**Data entries**:
┌──

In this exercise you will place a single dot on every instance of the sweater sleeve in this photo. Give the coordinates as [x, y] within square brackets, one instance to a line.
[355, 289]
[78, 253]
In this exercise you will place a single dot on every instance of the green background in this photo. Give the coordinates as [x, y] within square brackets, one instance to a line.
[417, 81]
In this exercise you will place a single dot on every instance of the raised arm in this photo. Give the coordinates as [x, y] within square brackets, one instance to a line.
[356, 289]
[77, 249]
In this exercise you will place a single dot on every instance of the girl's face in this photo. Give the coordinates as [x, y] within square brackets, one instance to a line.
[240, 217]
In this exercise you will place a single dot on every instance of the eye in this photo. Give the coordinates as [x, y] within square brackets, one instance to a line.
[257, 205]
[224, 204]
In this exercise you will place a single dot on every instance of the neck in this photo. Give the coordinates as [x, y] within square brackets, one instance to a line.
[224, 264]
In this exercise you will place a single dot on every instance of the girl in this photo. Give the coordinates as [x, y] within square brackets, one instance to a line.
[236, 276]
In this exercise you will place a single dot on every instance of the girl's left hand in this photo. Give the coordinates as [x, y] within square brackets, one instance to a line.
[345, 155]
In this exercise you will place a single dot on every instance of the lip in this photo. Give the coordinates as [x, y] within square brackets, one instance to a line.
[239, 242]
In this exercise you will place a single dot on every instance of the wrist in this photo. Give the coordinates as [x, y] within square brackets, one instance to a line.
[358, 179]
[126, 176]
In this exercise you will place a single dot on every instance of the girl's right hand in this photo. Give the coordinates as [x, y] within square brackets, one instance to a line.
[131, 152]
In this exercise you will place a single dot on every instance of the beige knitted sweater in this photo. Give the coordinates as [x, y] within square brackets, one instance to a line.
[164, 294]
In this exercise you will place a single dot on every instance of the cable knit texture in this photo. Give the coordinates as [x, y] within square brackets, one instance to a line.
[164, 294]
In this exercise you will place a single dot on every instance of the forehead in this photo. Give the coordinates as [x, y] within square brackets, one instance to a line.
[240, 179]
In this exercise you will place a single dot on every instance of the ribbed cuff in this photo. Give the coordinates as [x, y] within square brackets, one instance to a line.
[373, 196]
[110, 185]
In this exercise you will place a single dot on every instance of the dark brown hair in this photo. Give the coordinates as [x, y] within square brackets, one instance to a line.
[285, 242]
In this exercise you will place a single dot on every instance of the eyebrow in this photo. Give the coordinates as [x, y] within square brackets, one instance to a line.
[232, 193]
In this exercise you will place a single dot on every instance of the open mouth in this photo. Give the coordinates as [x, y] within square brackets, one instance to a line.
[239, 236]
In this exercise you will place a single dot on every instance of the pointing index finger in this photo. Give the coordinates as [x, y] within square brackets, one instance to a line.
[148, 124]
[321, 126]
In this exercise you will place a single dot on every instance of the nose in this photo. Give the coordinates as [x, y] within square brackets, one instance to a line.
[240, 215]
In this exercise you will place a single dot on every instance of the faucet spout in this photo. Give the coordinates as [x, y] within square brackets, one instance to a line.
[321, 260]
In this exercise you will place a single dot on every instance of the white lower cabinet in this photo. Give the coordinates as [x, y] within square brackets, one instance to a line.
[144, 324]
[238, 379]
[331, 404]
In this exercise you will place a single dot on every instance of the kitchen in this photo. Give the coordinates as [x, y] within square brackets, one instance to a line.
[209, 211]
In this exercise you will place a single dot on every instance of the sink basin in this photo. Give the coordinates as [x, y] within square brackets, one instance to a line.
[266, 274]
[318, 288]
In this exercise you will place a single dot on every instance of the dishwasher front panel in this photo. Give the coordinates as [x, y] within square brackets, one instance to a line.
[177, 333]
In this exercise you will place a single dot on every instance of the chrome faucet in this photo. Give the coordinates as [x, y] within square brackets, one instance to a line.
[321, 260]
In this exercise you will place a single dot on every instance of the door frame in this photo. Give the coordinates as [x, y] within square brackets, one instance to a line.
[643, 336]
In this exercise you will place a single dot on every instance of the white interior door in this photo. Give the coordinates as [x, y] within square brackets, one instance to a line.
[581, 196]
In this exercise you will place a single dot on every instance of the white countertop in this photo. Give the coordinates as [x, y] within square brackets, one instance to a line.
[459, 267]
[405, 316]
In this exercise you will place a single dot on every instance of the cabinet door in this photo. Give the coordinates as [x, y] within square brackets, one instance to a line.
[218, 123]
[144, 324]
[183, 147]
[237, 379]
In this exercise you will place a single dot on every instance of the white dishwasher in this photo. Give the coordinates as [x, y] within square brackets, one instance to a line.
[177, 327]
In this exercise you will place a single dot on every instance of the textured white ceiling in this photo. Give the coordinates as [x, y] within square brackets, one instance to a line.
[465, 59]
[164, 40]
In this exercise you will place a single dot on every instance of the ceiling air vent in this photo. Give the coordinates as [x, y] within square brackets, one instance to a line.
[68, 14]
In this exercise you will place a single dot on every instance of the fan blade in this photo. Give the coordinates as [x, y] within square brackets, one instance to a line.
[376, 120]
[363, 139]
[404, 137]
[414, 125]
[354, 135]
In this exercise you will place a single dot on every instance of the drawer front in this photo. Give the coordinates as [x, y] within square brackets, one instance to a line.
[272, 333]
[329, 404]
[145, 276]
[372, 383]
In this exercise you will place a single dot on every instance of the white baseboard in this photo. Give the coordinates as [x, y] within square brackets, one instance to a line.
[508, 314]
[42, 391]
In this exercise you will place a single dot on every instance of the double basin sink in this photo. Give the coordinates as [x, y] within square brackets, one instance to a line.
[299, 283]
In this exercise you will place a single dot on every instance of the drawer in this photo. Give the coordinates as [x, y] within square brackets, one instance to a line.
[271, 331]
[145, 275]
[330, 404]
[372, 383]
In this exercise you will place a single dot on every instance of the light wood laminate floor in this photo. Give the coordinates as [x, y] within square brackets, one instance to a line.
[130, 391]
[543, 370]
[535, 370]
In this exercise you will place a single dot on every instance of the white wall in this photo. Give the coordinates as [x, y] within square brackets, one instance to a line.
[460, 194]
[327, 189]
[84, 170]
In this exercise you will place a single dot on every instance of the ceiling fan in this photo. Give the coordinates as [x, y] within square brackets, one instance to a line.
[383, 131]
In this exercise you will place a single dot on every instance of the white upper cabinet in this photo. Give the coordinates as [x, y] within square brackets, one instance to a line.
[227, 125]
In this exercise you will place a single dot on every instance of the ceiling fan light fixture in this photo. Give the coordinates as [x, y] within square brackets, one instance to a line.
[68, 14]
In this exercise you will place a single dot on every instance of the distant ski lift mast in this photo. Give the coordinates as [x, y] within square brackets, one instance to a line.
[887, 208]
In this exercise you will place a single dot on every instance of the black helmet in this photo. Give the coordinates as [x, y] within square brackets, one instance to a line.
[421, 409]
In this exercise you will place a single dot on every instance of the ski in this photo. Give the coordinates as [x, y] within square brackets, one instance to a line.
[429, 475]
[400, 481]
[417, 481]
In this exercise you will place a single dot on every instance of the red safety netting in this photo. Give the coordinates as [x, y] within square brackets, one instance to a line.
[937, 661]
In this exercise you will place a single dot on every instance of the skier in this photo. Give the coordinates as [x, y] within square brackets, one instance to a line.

└──

**Task to carry out**:
Could you copy out the data in full, exactly as it is written?

**Solution for this exercise**:
In this exercise you will place a single dot on every instance of the sweater sleeve in this photo. Give the coordinates as [x, y] within square brackets, one instance to a line.
[355, 289]
[78, 253]
In this exercise you will place a single dot on every instance of the green background in this photo. Give the coordinates as [x, y] within square brackets, one instance to a line.
[417, 81]
In this exercise you will place a single dot on every instance of the raised arm in this photo. Give the coordinates as [x, y] within square brackets, one instance to a line.
[356, 289]
[77, 249]
In this exercise you will place a single dot on every instance of the girl's face in this photo. Give the coordinates as [x, y] within square brackets, one instance to a line.
[240, 217]
In this exercise you will place a single dot on every instance of the eye in this photo. Give the coordinates as [x, y] within square brackets, one instance to a line.
[257, 205]
[224, 204]
In this exercise you will place a single dot on every instance of the neck in this photo. Give the coordinates as [x, y] within square brackets, one instance to a line.
[224, 264]
In this exercise you will place a single dot on every instance of the girl in this photo. Give the coordinates as [x, y] within square brackets, one instance to a line.
[236, 276]
In this exercise you will place a single dot on every instance of the girl's left hand in this photo. Give the coordinates as [x, y] within square brackets, one instance to a line.
[345, 155]
In this exercise you will place a single dot on every instance of the lip in this photo. Give the coordinates as [x, y] within square brackets, one instance to a line.
[239, 242]
In this exercise you will place a single dot on every instance of the wrist in this photo. Give the coordinates as [x, y] within square brackets, one instance to a line.
[358, 179]
[126, 176]
In this exercise you will place a single dot on every instance of the girl's right hand in this photo. Give the coordinates as [x, y] within square brackets, one instance to a line.
[131, 152]
In this exercise you will place a single dot on every instance of the beige knitted sweater in this photo. Give the coordinates as [x, y] within square brackets, one instance to a line.
[164, 294]
In this exercise you will place a single dot on every instance of the cable knit texture in this photo. Give the coordinates as [x, y] within square brackets, one instance to a line.
[164, 294]
In this exercise you will place a single dot on every instance of the forehead in this photo. Give the coordinates as [x, y] within square brackets, one instance to a line.
[240, 179]
In this exercise you will place a single dot on every instance of the ribbed cuff in this photo. Give the coordinates as [x, y] within square brackets, one instance to a line.
[373, 196]
[110, 185]
In this exercise you will place a single dot on every instance of the dark brown hair in this photo. Give the coordinates as [x, y] within square brackets, one instance to a line.
[285, 242]
In this exercise you will place a single dot on every instance of the eyebrow in this photo. Give the coordinates as [x, y] within square brackets, one instance to a line.
[232, 193]
In this exercise you will place a single dot on every instance of the open mouth in this photo. Give the coordinates as [x, y] within square brackets, one instance to a line.
[239, 236]
In this exercise you will place a single dot on every instance of the pointing index finger in this photo. Give the coordinates as [x, y] within square brackets, one instance to a line.
[148, 124]
[321, 126]
In this exercise you will place a single dot on every instance of the nose in this photo. Give the coordinates as [x, y] within square brackets, one instance to a line.
[240, 215]
In this exercise you will place a single dot on every instance of the faucet spout in this photo. Give the coordinates as [x, y] within square brackets, one instance to a line.
[321, 260]
In this exercise you will place a single dot on every instance of the white lower cabinet in this photo. Give the coordinates as [x, y] within square brackets, one instance to a line.
[144, 324]
[238, 379]
[331, 404]
In this exercise you will place a single dot on every instance of the kitchen in this photo. Give the coordinates as [x, y] within square brackets, one instance to a line.
[209, 211]
In this exercise you will place a single dot on every instance of the sink basin in this photo. Give the coordinates as [x, y] within square brackets, one instance to a line.
[266, 274]
[318, 288]
In this exercise you will place a single dot on every instance of the dishwasher front panel in this photo. Give the coordinates as [x, y] within square brackets, one instance to a line.
[177, 333]
In this exercise you will place a single dot on every instance of the chrome faucet in this photo. Give the coordinates as [x, y] within square brackets, one instance to a line.
[321, 260]
In this exercise you will place a single dot on every instance of the door frame in this photo. Give the coordinates as [x, y] within square brackets, one instance to a line.
[643, 336]
In this exercise you will place a single dot on every instance of the white interior door in this photo. Give the coordinates as [x, y] within square brackets, one instance to a line.
[581, 196]
In this exercise you will place a single dot on every instance of the white countertop in this photo. Give the coordinates as [x, y] within square brackets, one instance to a line.
[459, 267]
[405, 316]
In this exercise you will place a single dot on every instance of the cabinet door in this photo. Give the coordinates as [x, y] within square brackets, one instance to a line.
[218, 123]
[144, 324]
[183, 147]
[237, 379]
In this exercise you will place a single dot on every instance of the white dishwasher in this photo. Give the coordinates as [x, y] within square brackets, one instance to a line.
[177, 327]
In this exercise you will place a single dot on every instance of the textured white ceiling in this photo. Give the coordinates as [x, y] within square brackets, one instance to a line.
[465, 59]
[164, 40]
In this exercise you will place a single dot on every instance of the ceiling air vent in this photo. Give the coordinates as [x, y] within square brackets, one instance to a line.
[68, 14]
In this exercise you will place a single dot on every instance of the fan blade in this photo. Give the coordinates as [x, y] within square brackets, one instance to a line.
[376, 120]
[363, 139]
[404, 137]
[414, 125]
[354, 135]
In this exercise you will place a single dot on every instance of the drawer front in this photo. Give the coordinates as [x, y] within square brackets, one instance to a line.
[272, 333]
[329, 404]
[145, 276]
[372, 383]
In this exercise you will place a single dot on every instance of the white baseboard in this photo. Give the coordinates as [x, y] within square brackets, one instance to a line.
[508, 314]
[42, 391]
In this exercise you will place a single dot on every instance of the double basin sink in this photo. Give the coordinates as [x, y] within square brackets, one instance to a line.
[299, 283]
In this exercise you will place a single dot on every instance of the drawer in this photo. Give the coordinates as [x, y] within square brackets, one instance to a line.
[271, 331]
[145, 275]
[330, 404]
[372, 383]
In this exercise you will place a single dot on every instance of the light wood laminate floor in this photo. Give the coordinates as [x, y] within square brackets, one instance to a line.
[130, 391]
[543, 370]
[535, 370]
In this exercise you will place a single dot on every instance of the white wall in this photo. Give the coordinates as [x, y] within square brackets, one instance to a line.
[460, 194]
[327, 189]
[84, 170]
In this exercise you will place a single dot on every instance of the ceiling fan in this photo. Give the coordinates as [x, y] within square brackets, one instance to a line.
[383, 131]
In this exercise you will place a single dot on every instance of the white upper cabinet in this photo. Give the coordinates as [x, y] within square brackets, one instance to a line.
[227, 125]
In this exercise you will place a single dot on every instance of the ceiling fan light fixture in this photo. Give the coordinates as [x, y] within square brackets, one instance to a line.
[68, 14]
In this exercise you will place a single dot on every instance of the distant ski lift mast in this photo. Give the coordinates as [x, y] within square brackets, one instance to a line.
[887, 208]
In this exercise you will place a single dot on every instance of the black helmet in this photo. Give the coordinates as [x, y] within square brackets, one instance to a line.
[421, 409]
In this exercise you will place a single dot on every instance of the ski in this photo. Give the coordinates as [x, y] within square brackets, one instance to a line.
[429, 475]
[400, 481]
[417, 481]
In this exercise you will place a single dot on every instance of the red safety netting in this photo. Give the coordinates as [x, y] within square brackets, one instance to a line.
[937, 661]
In this exercise you will place a single dot on every instance of the skier in this photo. Give the coordinates as [x, y] within square brackets, one instance to a line.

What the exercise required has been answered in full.